Selected passage:
◇ ◇ ◇ ◇
Generate EquivalenceClass members for partitionwise child join rels.

tglsfdc · tglsfdc · commit a9db37a180e5 · 2019-11-05T11:42:25.000-05:00
Commit d25ea01 got rid of what I thought were entirely unnecessary derived child expressions in EquivalenceClasses for EC members that mention multiple baserels. But it turns out that some of the child expressions that code created are necessary for partitionwise joins, else we fail to find matching pathkeys for Sort nodes. (This happens only for certain shapes of the resulting plan; it may be that partitionwise aggregation is also necessary to show the failure, though I'm not sure of that.) Reverting that commit entirely would be quite painful performance-wise for large partition sets. So instead, add code that explicitly generates child expressions that match only partitionwise child join rels we have actually generated. Per report from Justin Pryzby. (Amit Langote noticed the problem earlier, though it's not clear if he recognized then that it could result in a planner error, not merely failure to exploit partitionwise join, in the code as-committed.) Back-patch to v12 where commit d25ea01 came in. Amit Langote, with lots of kibitzing from me Discussion: https://postgr.es/m/CA+HiwqG2WVUGmLJqtR0tPFhniO=H=9qQ+Z3L_ZC+Y3-EVQHFGg@mail.gmail.com Discussion: https://postgr.es/m/20191011143703.GN10470@telsasoft.com
diff --git a/src/backend/optimizer/path/equivclass.c b/src/backend/optimizer/path/equivclass.c
@@ -2103,23 +2103,33 @@ match_eclasses_to_foreign_key_col(PlannerInfo *root,
 
 /*
  * add_child_rel_equivalences
- *	  Search for EC members that reference the parent_rel, and
+ *	  Search for EC members that reference the root parent of child_rel, and
  *	  add transformed members referencing the child_rel.
  *
  * Note that this function won't be called at all unless we have at least some
  * reason to believe that the EC members it generates will be useful.
◇ ◇ ◇ ◇
Material supplied:
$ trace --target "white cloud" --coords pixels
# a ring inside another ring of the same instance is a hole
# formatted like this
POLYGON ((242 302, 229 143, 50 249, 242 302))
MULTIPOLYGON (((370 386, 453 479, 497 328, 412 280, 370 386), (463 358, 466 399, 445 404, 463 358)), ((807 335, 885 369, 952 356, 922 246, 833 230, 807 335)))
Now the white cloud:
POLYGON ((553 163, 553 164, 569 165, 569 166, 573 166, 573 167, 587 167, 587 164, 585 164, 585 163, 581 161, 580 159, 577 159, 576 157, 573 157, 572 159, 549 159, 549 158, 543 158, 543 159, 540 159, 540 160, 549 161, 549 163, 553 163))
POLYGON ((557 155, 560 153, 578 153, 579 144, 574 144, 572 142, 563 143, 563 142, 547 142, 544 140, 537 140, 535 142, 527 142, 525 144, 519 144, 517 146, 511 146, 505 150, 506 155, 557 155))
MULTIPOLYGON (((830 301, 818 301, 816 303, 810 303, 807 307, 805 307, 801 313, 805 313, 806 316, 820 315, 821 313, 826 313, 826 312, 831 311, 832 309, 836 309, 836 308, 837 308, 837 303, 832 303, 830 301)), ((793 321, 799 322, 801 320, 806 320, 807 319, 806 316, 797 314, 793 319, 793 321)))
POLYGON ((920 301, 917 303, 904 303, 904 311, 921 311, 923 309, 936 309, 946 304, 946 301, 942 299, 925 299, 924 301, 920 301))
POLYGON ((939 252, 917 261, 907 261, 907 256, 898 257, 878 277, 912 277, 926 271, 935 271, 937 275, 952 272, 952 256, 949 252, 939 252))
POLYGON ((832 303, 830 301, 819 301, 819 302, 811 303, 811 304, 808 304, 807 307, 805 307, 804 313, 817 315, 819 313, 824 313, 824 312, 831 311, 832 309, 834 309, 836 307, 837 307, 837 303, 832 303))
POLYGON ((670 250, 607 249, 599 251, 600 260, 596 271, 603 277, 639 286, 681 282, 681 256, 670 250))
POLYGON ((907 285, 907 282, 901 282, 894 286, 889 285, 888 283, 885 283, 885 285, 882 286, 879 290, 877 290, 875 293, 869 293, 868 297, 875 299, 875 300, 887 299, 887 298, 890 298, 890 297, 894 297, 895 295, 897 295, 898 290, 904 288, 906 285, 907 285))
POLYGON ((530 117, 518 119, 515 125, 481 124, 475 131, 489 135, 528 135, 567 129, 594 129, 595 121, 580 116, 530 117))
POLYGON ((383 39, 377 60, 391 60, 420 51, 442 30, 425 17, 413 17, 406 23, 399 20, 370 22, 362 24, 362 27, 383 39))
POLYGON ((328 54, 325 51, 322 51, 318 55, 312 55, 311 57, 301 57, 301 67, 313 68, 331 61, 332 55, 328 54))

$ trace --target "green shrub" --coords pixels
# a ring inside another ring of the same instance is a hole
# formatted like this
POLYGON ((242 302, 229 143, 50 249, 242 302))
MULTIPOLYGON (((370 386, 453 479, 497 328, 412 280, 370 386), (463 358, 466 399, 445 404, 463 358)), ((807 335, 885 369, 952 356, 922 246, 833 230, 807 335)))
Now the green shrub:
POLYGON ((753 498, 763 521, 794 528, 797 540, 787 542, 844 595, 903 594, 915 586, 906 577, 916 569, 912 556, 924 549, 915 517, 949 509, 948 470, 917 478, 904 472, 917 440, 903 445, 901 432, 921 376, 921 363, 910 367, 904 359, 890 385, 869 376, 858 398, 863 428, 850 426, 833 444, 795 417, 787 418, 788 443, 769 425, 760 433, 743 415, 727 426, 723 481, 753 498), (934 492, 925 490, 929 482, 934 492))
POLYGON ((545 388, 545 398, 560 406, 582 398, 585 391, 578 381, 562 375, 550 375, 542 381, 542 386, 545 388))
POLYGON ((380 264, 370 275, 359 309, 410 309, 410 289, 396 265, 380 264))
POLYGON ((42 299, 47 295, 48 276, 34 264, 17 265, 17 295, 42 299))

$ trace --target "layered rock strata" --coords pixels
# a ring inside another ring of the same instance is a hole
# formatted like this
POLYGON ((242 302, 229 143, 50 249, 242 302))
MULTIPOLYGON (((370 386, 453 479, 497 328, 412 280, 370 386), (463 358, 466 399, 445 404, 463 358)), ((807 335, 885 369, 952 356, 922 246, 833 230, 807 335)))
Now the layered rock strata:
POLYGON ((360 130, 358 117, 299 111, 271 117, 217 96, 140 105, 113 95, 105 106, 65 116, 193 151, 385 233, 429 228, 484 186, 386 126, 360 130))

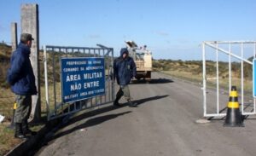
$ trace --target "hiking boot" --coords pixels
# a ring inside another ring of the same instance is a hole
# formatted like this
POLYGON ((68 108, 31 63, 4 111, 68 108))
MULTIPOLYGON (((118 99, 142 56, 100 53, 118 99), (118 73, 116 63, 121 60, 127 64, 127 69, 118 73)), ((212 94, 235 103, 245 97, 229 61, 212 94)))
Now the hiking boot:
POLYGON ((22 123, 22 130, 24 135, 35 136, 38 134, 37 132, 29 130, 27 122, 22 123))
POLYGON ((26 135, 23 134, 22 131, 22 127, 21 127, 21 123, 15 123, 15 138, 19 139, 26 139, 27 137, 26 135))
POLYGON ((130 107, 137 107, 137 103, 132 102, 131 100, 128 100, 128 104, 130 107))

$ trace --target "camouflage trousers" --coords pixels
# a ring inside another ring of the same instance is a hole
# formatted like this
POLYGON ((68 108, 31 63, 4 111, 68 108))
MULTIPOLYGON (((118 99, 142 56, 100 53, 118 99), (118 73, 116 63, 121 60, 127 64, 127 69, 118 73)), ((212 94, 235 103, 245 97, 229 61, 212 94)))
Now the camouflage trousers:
◇ ◇ ◇ ◇
Required work:
(1) In the part of the commit page that begins with "diff --git", which identifiers contain an underscore? List each one once.
(2) Can you turn the records, from their first line through the line containing "POLYGON ((557 155, 560", into a numbered list without blank lines?
The commit page and the records have nothing to do with each other.

Results for the exercise:
(1)
match_eclasses_to_foreign_key_col
add_child_rel_equivalences
parent_rel
child_rel

(2)
1. $ trace --target "white cloud" --coords pixels
2. # a ring inside another ring of the same instance is a hole
3. # formatted like this
4. POLYGON ((242 302, 229 143, 50 249, 242 302))
5. MULTIPOLYGON (((370 386, 453 479, 497 328, 412 280, 370 386), (463 358, 466 399, 445 404, 463 358)), ((807 335, 885 369, 952 356, 922 246, 833 230, 807 335)))
6. Now the white cloud:
7. POLYGON ((553 163, 553 164, 569 165, 569 166, 573 166, 573 167, 587 167, 587 164, 585 164, 585 163, 581 161, 580 159, 577 159, 576 157, 573 157, 572 159, 549 159, 549 158, 543 158, 543 159, 540 159, 540 160, 549 161, 549 163, 553 163))
8. POLYGON ((557 155, 560 153, 578 153, 579 144, 574 144, 572 142, 563 143, 563 142, 547 142, 544 140, 537 140, 535 142, 527 142, 525 144, 519 144, 517 146, 511 146, 505 150, 506 155, 557 155))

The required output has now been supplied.